__INSTRUCTIONS TO FOLLOW__:
Format every line of the entries below as a Markdown table with two columns, Number and Text: a row number, then the line itself. Skip blank lines and leave the pictures out.

__INPUT FOR THIS TASK__:
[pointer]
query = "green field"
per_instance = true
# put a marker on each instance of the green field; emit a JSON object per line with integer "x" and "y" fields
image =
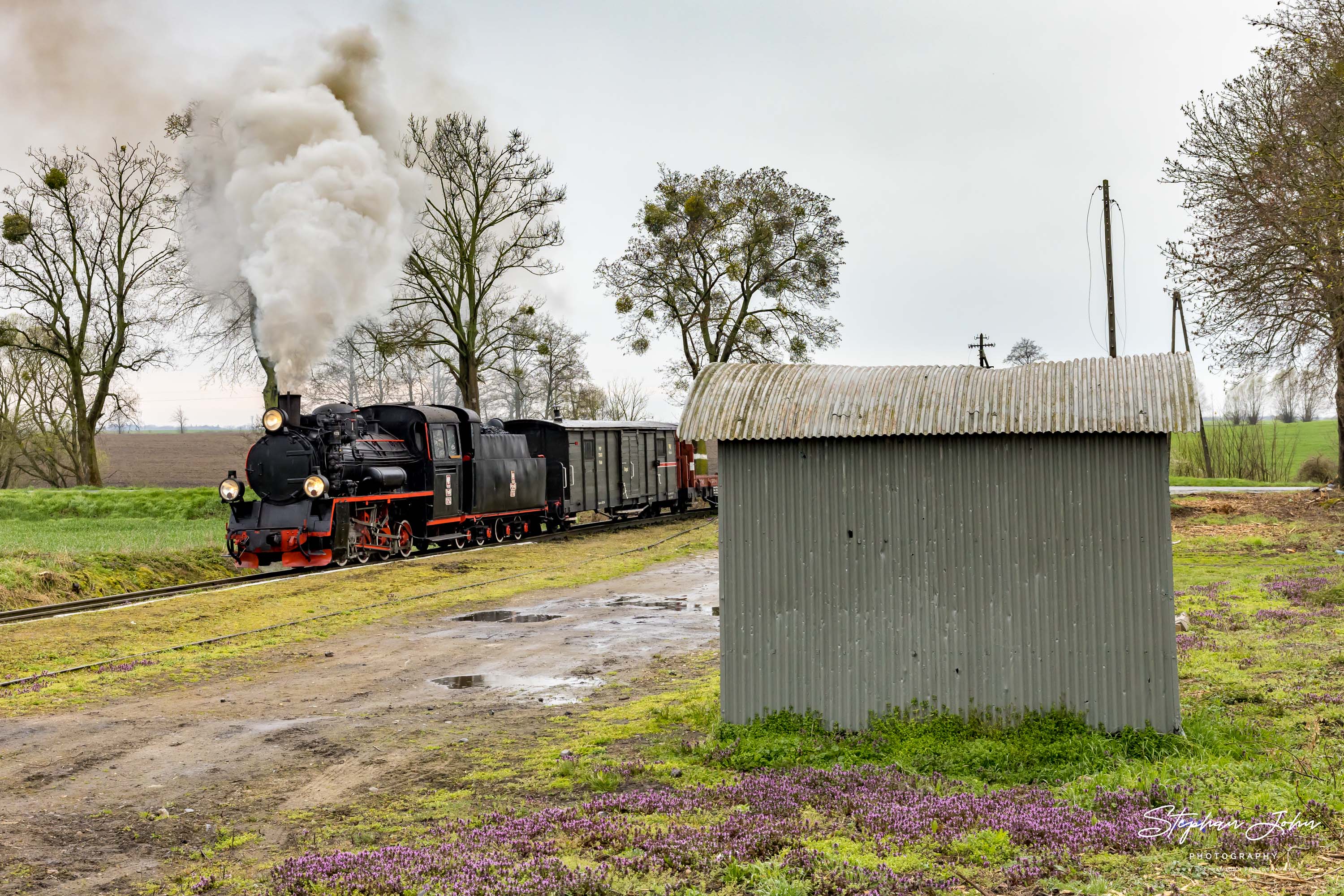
{"x": 1284, "y": 446}
{"x": 57, "y": 544}
{"x": 647, "y": 772}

__TASK SOLUTION__:
| Number | Text |
|---|---|
| 1 | [pointer] |
| 2 | query = "green field" |
| 3 | per_instance = true |
| 4 | # put a marker on each instance of the green field; emit a JSON object per line with integer "x" and "y" fields |
| 5 | image = |
| 6 | {"x": 1284, "y": 446} |
| 7 | {"x": 57, "y": 544} |
| 8 | {"x": 647, "y": 772} |